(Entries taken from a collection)
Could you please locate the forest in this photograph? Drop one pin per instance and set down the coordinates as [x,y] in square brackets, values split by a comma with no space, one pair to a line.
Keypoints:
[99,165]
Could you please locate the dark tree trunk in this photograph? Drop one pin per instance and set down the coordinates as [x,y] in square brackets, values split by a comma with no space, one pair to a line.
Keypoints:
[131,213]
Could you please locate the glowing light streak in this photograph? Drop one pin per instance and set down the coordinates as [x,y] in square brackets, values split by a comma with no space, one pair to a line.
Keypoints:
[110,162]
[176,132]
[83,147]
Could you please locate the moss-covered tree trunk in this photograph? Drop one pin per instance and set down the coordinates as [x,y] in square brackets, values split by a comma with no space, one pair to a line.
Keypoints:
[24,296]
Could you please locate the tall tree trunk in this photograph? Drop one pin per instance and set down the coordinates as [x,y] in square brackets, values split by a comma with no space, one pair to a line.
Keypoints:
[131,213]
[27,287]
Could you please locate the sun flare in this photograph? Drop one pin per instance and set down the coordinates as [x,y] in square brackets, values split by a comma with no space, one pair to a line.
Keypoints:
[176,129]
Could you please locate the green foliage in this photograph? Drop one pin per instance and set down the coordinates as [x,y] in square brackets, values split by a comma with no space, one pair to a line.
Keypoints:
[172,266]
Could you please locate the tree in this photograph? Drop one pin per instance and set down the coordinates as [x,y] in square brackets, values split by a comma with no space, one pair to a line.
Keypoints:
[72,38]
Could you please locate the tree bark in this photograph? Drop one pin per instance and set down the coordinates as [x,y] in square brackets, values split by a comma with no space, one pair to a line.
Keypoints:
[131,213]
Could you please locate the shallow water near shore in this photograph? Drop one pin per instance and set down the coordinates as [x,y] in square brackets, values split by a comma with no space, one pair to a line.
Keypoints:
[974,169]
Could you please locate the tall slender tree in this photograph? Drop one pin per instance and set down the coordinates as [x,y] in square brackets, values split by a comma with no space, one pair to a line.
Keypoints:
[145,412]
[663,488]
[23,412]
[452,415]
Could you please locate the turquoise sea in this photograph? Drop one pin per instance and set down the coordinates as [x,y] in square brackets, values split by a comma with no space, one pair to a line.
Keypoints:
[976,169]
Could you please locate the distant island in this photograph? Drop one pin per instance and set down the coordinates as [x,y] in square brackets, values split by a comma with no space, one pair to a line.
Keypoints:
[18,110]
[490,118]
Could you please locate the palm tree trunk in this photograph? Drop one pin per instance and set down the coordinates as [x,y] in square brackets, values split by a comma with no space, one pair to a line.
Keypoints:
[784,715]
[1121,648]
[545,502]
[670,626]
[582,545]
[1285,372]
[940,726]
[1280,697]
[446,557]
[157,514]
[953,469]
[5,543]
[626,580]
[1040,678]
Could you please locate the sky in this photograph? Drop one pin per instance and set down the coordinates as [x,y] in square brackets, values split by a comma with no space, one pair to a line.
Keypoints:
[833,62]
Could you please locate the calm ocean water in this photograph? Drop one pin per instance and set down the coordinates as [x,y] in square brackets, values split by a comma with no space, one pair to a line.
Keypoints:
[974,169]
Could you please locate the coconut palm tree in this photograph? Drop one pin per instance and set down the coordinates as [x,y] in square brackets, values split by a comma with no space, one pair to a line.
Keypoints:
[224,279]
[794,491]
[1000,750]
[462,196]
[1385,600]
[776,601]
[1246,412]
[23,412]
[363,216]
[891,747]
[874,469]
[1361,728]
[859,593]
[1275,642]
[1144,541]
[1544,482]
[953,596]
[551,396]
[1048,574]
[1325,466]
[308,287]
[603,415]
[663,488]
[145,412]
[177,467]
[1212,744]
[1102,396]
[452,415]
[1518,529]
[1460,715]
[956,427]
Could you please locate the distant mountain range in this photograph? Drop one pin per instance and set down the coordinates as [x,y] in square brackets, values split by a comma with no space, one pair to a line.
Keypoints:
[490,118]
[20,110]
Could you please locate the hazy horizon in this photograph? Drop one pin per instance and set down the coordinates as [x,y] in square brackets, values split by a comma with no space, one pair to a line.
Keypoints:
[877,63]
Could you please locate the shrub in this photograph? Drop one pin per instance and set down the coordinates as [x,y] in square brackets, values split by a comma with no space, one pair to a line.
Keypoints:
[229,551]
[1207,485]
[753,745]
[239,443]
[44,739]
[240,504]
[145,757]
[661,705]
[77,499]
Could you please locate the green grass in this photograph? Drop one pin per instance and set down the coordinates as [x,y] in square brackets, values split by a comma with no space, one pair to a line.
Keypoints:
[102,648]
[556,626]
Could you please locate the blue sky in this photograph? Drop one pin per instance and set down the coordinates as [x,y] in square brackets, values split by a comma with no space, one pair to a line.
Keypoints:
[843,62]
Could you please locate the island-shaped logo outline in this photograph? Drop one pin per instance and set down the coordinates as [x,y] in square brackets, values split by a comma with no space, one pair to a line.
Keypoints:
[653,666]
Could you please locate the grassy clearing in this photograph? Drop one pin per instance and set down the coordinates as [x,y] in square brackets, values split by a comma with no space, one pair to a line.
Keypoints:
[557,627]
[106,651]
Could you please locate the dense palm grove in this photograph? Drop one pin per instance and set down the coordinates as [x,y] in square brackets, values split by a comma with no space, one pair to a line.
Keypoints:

...

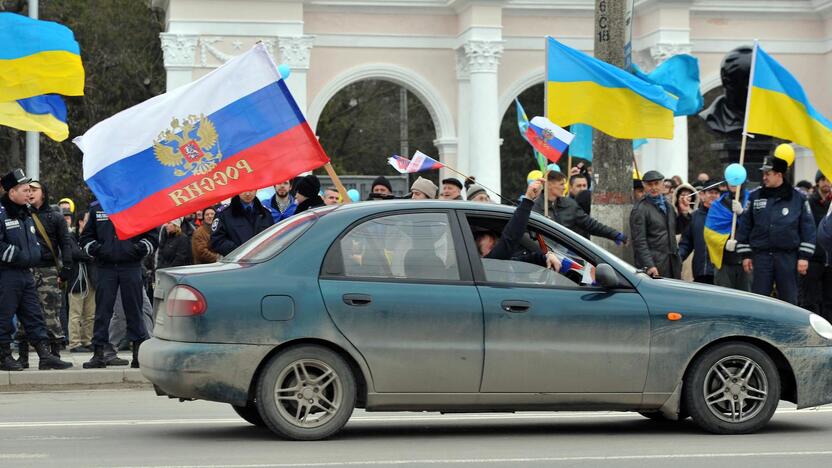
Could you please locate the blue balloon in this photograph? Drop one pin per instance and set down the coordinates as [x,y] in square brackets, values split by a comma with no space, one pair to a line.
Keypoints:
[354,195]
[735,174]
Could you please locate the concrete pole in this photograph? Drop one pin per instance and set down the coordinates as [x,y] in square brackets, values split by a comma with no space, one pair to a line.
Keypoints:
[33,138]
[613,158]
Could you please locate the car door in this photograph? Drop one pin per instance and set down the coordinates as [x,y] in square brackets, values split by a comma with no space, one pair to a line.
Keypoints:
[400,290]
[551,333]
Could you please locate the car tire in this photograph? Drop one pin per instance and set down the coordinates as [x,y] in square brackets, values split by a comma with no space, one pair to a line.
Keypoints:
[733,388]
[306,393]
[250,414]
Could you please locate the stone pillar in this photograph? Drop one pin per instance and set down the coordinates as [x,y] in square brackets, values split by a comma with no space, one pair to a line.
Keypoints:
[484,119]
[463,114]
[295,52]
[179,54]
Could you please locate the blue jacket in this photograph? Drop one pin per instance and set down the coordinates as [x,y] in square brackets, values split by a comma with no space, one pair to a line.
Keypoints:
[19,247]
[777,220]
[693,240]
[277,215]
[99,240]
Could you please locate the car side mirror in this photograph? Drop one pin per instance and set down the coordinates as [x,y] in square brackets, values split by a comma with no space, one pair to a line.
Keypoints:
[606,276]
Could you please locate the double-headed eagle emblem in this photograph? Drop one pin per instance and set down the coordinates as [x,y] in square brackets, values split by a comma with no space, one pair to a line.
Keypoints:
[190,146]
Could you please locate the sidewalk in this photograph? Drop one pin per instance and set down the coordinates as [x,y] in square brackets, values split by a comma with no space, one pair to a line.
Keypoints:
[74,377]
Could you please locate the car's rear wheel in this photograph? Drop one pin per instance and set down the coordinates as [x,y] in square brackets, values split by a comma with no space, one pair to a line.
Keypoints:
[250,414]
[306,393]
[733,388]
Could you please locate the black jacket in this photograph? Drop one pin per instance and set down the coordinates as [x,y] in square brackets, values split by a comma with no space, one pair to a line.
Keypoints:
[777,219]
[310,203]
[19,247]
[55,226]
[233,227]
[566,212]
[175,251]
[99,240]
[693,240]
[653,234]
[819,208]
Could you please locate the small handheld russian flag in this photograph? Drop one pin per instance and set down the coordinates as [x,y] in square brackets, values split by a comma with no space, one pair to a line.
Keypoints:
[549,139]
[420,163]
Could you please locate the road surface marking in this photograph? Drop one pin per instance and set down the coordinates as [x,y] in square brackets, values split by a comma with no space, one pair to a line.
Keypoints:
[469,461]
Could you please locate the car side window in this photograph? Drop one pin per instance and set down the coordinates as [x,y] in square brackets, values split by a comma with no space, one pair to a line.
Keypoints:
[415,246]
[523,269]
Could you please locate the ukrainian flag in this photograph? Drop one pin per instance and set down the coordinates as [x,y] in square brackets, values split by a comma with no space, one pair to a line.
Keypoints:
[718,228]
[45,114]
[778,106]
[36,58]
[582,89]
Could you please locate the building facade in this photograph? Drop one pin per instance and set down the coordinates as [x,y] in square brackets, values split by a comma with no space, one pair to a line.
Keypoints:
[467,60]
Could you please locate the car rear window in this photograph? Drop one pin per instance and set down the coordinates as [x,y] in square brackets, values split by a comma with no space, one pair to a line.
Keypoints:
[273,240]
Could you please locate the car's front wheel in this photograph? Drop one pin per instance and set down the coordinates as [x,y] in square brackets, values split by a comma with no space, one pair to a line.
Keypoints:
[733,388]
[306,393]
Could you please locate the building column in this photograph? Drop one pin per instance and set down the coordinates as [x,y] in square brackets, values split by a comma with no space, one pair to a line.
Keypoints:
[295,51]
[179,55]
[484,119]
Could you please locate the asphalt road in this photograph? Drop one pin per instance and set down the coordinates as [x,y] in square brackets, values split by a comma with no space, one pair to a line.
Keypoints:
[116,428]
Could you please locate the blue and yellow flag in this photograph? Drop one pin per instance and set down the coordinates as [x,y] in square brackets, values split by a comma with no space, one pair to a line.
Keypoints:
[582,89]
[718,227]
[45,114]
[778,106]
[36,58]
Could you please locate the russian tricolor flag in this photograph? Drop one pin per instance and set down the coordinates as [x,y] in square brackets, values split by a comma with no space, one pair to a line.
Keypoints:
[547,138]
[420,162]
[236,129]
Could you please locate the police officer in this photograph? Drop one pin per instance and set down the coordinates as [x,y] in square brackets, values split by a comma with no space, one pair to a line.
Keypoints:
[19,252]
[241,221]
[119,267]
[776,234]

What is expected.
What lines hold the string "tall"? Pick them out of the data.

Exercise solution.
Could you please locate the tall tree trunk in this photograph? Drop one pin per instance and set down the coordinates as [x,y] in square brackets, values split by a comma with no space, one pair to a line.
Could you please locate the tall slender tree in this photograph? Drop one pin per instance and set down the coordinates as [x,y] in square brackets, values split by a comma with no space, one pair to a line.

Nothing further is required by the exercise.